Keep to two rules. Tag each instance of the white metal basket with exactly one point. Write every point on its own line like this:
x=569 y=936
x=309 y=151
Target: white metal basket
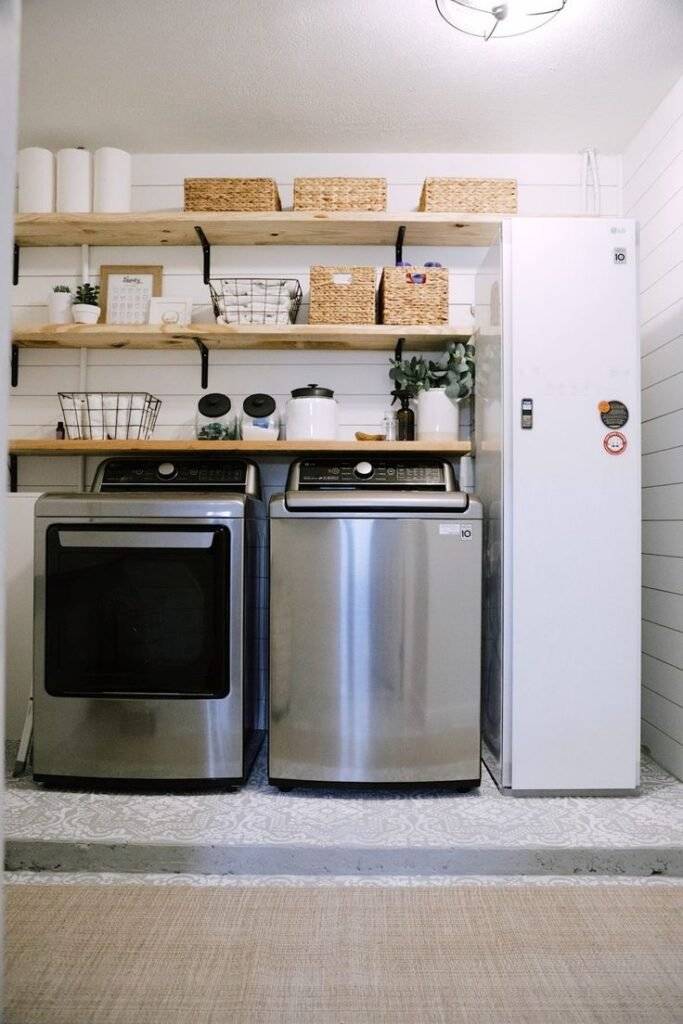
x=109 y=415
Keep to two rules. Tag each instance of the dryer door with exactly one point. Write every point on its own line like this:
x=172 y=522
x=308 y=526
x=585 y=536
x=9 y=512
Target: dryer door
x=137 y=610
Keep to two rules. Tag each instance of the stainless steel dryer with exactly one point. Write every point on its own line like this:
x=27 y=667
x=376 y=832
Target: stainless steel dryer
x=150 y=630
x=375 y=628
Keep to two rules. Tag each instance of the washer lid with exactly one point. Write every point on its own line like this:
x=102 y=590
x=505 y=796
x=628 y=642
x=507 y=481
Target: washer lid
x=312 y=391
x=258 y=406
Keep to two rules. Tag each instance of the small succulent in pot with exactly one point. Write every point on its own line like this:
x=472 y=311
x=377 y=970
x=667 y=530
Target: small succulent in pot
x=86 y=308
x=59 y=305
x=455 y=373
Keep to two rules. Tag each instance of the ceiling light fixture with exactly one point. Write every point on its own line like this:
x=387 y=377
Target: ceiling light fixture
x=486 y=20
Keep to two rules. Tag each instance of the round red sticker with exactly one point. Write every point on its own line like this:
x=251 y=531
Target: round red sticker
x=614 y=442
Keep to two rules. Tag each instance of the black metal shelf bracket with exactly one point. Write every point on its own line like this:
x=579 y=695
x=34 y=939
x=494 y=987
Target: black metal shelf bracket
x=204 y=352
x=206 y=249
x=399 y=244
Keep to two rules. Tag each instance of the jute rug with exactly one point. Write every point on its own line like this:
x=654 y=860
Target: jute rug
x=135 y=954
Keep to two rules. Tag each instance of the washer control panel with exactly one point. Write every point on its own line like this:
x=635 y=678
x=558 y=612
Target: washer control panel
x=169 y=473
x=428 y=473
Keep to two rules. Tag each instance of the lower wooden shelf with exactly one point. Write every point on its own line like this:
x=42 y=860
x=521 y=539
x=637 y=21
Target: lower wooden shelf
x=45 y=446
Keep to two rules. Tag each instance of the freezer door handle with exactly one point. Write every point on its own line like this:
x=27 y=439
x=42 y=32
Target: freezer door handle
x=376 y=501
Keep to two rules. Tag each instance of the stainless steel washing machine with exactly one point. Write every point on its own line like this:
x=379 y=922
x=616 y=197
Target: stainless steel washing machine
x=375 y=625
x=151 y=624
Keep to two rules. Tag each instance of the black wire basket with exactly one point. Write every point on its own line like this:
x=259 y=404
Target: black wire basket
x=109 y=415
x=256 y=300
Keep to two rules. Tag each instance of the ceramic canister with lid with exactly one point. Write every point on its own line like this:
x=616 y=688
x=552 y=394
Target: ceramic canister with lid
x=215 y=419
x=259 y=420
x=312 y=414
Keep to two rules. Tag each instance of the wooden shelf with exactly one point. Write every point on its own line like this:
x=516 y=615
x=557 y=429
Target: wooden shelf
x=379 y=337
x=45 y=446
x=289 y=227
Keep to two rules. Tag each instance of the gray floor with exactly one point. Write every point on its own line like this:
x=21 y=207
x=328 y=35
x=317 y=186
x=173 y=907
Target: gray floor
x=260 y=834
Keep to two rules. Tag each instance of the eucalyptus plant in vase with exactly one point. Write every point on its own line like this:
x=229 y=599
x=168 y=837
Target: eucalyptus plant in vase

+ + + + +

* About this task *
Give the data again exactly as it stands, apart from the pictures.

* Problem solution *
Keep to two rules. Tag each instance of the white metal basket with exactly one point. Write every point on its own line like this:
x=569 y=936
x=309 y=151
Target: white metal basket
x=109 y=415
Keep to two rules. Tag each instance of the dryer door with exactly one point. Write every point on its own line like this:
x=172 y=522
x=308 y=526
x=585 y=536
x=9 y=512
Target: dryer door
x=137 y=610
Keep to two rules. Tag each instance of the stainless steel dryer with exactly one point. Write every point on its own line like this:
x=27 y=667
x=376 y=832
Target: stainless steel dryer
x=150 y=630
x=375 y=628
Keep to two rules. Tag each instance of the washer lid with exactly one point. Write every point on its own line like this:
x=102 y=590
x=505 y=796
x=628 y=642
x=507 y=481
Target: washer lid
x=312 y=391
x=258 y=406
Keep to two rules. Tag each instance of the small succulent in pot with exactly one point. Write every point on its own line like this:
x=472 y=311
x=377 y=970
x=667 y=530
Target: small succulent in pot
x=86 y=308
x=59 y=305
x=455 y=373
Keep to two rules. Tag each instance of the ceiling light fixture with exactly one point. Write every point on its own line like this:
x=387 y=377
Target: ceiling light fixture
x=486 y=20
Keep to two rules. Tag each instance of the round red sticker with exactly one point. Write every point on its own line like this:
x=251 y=531
Target: round red sticker
x=614 y=442
Keep to two rules. Tag each instance of the black metal shelf bracket with exactly one point. Write every point on its own line like this:
x=579 y=695
x=34 y=939
x=494 y=987
Target: black metal shelf bracket
x=204 y=352
x=206 y=249
x=399 y=244
Keep to two rules. Tag each instance of the jute rug with exactly one point. Write every point on its own line like this:
x=654 y=860
Target: jute rug
x=135 y=954
Keep to two rules. Tag each instance of the washer control panel with exactly one point. Write every point on its own line like this:
x=635 y=678
x=558 y=612
Target: washer control panel
x=169 y=473
x=428 y=473
Keep to two rules. Tag each instance of the lower wooden shelf with exactly one point. Write every point on its own line like this:
x=42 y=860
x=521 y=539
x=637 y=21
Target: lower wooden shelf
x=45 y=446
Keep to two rules. Tag each instance of the freezer door handle with exactly one point. Write every point on its own line like this:
x=27 y=439
x=42 y=32
Target: freezer door handle
x=376 y=501
Keep to two rules. Tag each instance of the stainless steel washing machine with exactly one point. Write every point on its own line like this:
x=379 y=922
x=616 y=197
Target: stainless steel washing machine
x=375 y=625
x=151 y=624
Keep to two rules. Tag each instance of the black wire basket with exactly one point. Write every point on its own line like this:
x=259 y=404
Target: black wire basket
x=109 y=415
x=256 y=300
Keep to two rules. Tag each instance of the ceramic canister with lid with exactly one point. Write every point on its own line like this:
x=616 y=688
x=552 y=394
Target: ceramic canister with lid
x=215 y=419
x=259 y=420
x=312 y=414
Keep to two rules. Tag each instance of the wooden shelf with exactly one point. Write every point on its own line like this:
x=516 y=615
x=557 y=429
Target: wooden shelf
x=379 y=337
x=45 y=446
x=289 y=227
Keep to two rules. Tag each instance of the gray floor with exactly one point. Write every point on its own line like this:
x=21 y=207
x=328 y=35
x=317 y=186
x=173 y=907
Target: gray floor
x=260 y=834
Keep to two rules. Tag each instance of the eucalyptus plant in vase with exactly one point. Write every point on its own line like this:
x=229 y=599
x=168 y=837
Target: eucalyptus plant in vase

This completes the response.